• GOAL: In the records below, find the line holding "fabric in the picture above?"; copy it and every line after it to the end, omitting all images.

• MATERIAL TO PROCESS:
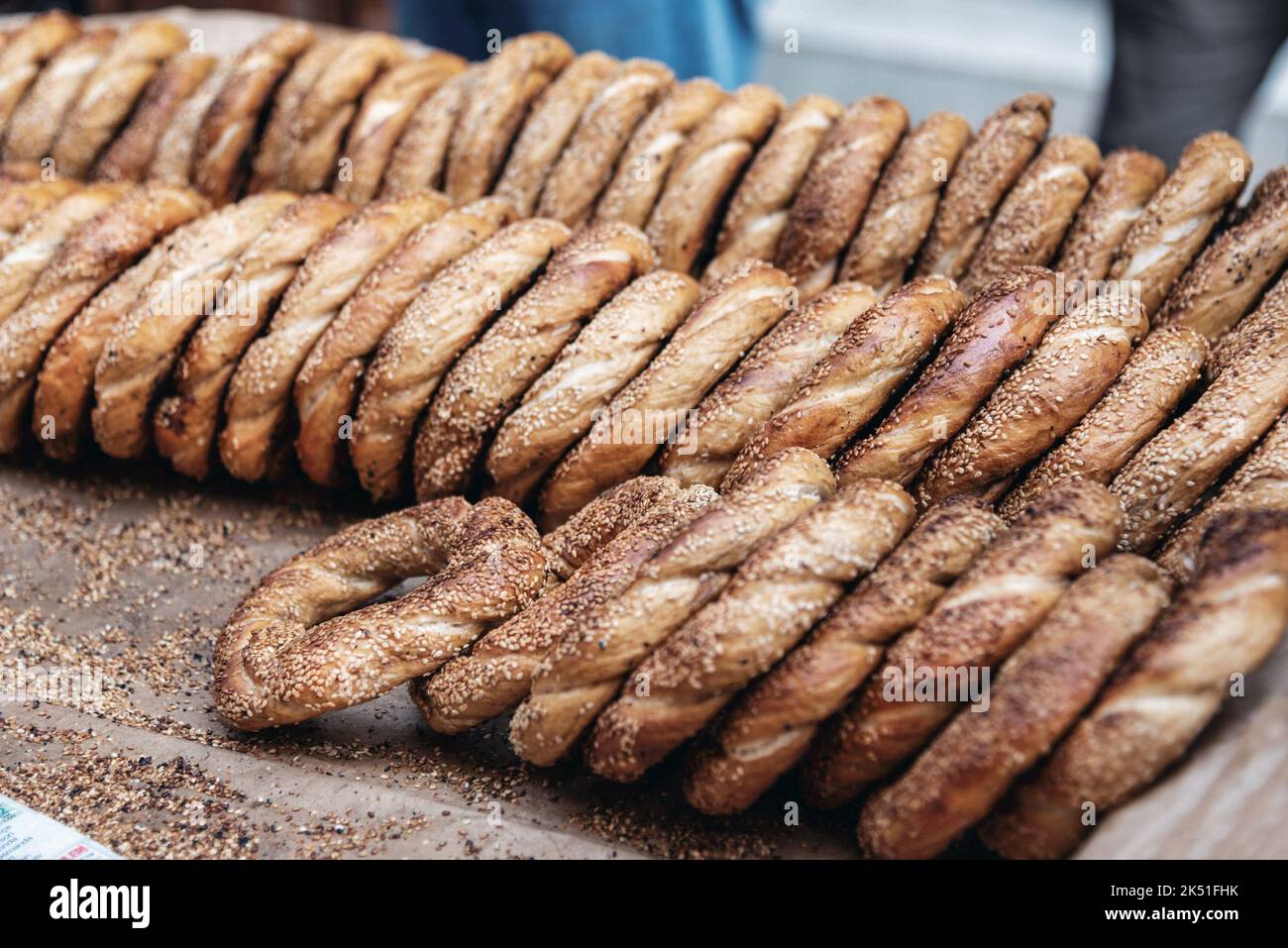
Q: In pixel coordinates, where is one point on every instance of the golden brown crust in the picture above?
(1033, 217)
(37, 243)
(609, 352)
(146, 343)
(903, 206)
(1225, 622)
(291, 651)
(995, 333)
(988, 167)
(129, 155)
(1231, 273)
(39, 116)
(1258, 483)
(1041, 690)
(91, 256)
(326, 111)
(1180, 217)
(732, 316)
(848, 386)
(549, 127)
(26, 53)
(111, 91)
(977, 623)
(227, 125)
(385, 110)
(429, 335)
(585, 669)
(64, 389)
(184, 423)
(275, 146)
(420, 156)
(758, 211)
(773, 723)
(761, 384)
(1151, 384)
(587, 162)
(706, 170)
(490, 376)
(257, 410)
(496, 107)
(1047, 394)
(1127, 180)
(647, 158)
(172, 156)
(1179, 464)
(496, 674)
(326, 389)
(774, 596)
(836, 191)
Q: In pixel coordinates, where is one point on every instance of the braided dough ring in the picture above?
(758, 213)
(587, 162)
(26, 53)
(93, 254)
(129, 155)
(648, 156)
(549, 127)
(384, 112)
(330, 106)
(326, 389)
(496, 674)
(497, 104)
(614, 347)
(259, 394)
(490, 376)
(38, 119)
(417, 350)
(420, 158)
(111, 91)
(176, 147)
(277, 145)
(184, 423)
(230, 121)
(143, 347)
(292, 649)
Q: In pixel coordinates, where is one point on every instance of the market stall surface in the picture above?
(117, 579)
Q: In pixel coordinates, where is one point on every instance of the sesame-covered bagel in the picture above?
(292, 649)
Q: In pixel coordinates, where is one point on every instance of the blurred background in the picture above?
(1145, 72)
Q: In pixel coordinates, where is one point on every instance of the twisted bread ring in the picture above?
(326, 389)
(417, 350)
(1227, 621)
(773, 723)
(39, 116)
(145, 346)
(759, 209)
(648, 156)
(129, 156)
(584, 670)
(385, 110)
(548, 128)
(490, 376)
(496, 674)
(774, 596)
(230, 121)
(761, 384)
(184, 423)
(614, 347)
(91, 256)
(292, 649)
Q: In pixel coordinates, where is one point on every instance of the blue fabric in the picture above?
(695, 38)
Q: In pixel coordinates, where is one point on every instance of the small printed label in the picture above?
(29, 835)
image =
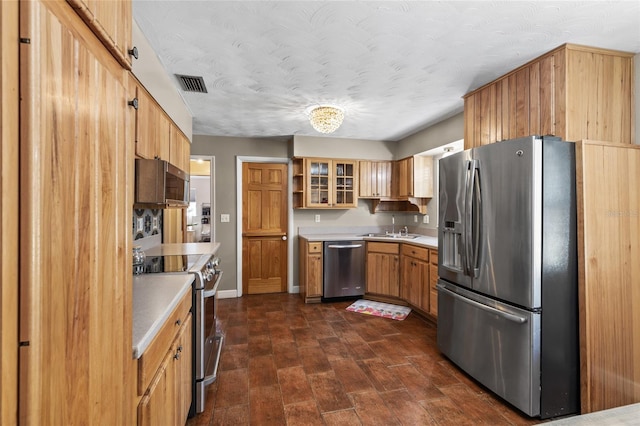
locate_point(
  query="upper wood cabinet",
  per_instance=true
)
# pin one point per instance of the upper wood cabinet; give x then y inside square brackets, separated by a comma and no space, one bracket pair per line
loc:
[375,179]
[179,149]
[573,92]
[325,183]
[111,21]
[413,177]
[76,171]
[152,127]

• RESPONSE:
Q: In pixel coordinates, where is one point on every instance of the blue fabric in the picture above?
(695, 38)
Q: In pixel coordinates, where is one point on every instance of the small printed label in the picture above?
(29, 835)
image =
locate_point(
  query="upper wood cabinet",
  per_instance=true
)
# pin one point per instance of the upper wood cabinet; give x then y inside square brackets, separated by a comma and no space, one bracket pair per line
loc:
[375,179]
[179,149]
[573,92]
[325,183]
[111,21]
[413,177]
[76,171]
[152,127]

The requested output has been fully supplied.